Article:
## start
This is the story of a home in misty Manoa valley, a home that held and shaped a family, but became far more than just a place to live. It sheltered a couple, her extended family, and carried their dreams and their future within its walls. What made this home unforgettable?  Was it the gracious lanai facing the ever-changing Koolau Mountains? Could it have been the drawing room with its ten foot ceilings and charming French doors?. Perhaps it was the somewhat optimistic Butler's Pantry. In any case, Hale O Ka Honi remained in the same family throughout its history.

butlers pantry
The Butler's Pantry

Any loved home with so many memories can have the same impact, whether a simple Kapahulu cottage or a dramatic Diamond Head estate. This particular home and its story are told here in a simple but eloquent manner by its owner, as she prepares to say goodbye to its walls, floors, and gardens but not to its memories.

"Helen Akana Bruns, my great aunt, built this house in 1922.  She was an elementary school teacher both at Washington Elementary in Waikiki and in later years at Lincoln Elementary in Makiki.  We always thought it odd that she could afford to build such a grand home on a school teacher’s salary.  Yet as I thought about it later, there were many single school teachers in the valley.  Apparently they paid school teachers a bit more in those days!

Her husband left her when they found that she could not have any children.  They never officially divorced and she never remarried. Though they were separated, her husband apparently used her home occasionally to spend the night.  He was a prohibition officer and frequently went on raids in the middle of the night.  Rather than drive back to his home on the North Shore, he would spend the night in town. 

Christmsa 1943 on the lanai
Christmas on the Lanai 1943

Aunt Helen would arise early and siphon off the alcohol that he had locked away in the trunk of his car.  I always thought that the ladies at her tea parties looked a little bit too happy!  Bottles of this bootleg rum were still to be found when the basement was cleared out in 2007.
## end
Instructions for the task:
Transcribe the part of the article on the Manoa valley home that opens with the words "butlers pantry" and closes with "in those days!". None of the records is needed to work with the article.

[Dataset rows showing where objects appear]
## start
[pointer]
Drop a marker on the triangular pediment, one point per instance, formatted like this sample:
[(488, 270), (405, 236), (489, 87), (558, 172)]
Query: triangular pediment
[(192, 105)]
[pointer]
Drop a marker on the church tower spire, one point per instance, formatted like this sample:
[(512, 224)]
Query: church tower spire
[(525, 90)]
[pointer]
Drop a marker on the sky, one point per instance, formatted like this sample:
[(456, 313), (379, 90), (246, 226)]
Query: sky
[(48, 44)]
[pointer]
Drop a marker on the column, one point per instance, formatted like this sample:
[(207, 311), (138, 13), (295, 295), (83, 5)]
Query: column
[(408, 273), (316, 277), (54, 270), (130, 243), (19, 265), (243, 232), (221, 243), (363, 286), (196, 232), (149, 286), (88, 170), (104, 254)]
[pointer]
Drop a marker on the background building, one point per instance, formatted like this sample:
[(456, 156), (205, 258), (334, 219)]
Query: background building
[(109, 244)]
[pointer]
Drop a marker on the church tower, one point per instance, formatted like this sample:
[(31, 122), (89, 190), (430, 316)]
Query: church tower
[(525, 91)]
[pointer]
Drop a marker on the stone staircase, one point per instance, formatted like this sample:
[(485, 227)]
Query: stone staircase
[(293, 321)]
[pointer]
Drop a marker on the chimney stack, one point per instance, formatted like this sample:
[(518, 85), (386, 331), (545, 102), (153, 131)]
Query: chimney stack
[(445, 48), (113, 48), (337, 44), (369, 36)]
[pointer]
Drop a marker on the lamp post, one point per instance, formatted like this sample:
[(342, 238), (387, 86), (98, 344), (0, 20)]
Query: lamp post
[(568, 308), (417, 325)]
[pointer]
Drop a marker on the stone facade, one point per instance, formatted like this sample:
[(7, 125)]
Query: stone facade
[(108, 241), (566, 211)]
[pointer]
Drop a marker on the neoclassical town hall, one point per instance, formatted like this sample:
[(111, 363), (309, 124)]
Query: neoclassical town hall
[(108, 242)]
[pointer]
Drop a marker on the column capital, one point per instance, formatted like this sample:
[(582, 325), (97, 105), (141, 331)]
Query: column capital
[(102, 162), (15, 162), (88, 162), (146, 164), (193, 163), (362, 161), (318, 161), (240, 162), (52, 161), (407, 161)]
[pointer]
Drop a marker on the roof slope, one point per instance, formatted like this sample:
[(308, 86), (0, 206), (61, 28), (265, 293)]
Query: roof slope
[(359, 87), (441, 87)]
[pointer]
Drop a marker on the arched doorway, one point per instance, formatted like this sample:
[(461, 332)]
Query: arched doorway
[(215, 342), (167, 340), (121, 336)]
## end
Result below:
butlers pantry
The Butler's Pantry

Any loved home with so many memories can have the same impact, whether a simple Kapahulu cottage or a dramatic Diamond Head estate. This particular home and its story are told here in a simple but eloquent manner by its owner, as she prepares to say goodbye to its walls, floors, and gardens but not to its memories.

"Helen Akana Bruns, my great aunt, built this house in 1922.  She was an elementary school teacher both at Washington Elementary in Waikiki and in later years at Lincoln Elementary in Makiki.  We always thought it odd that she could afford to build such a grand home on a school teacher’s salary.  Yet as I thought about it later, there were many single school teachers in the valley.  Apparently they paid school teachers a bit more in those days!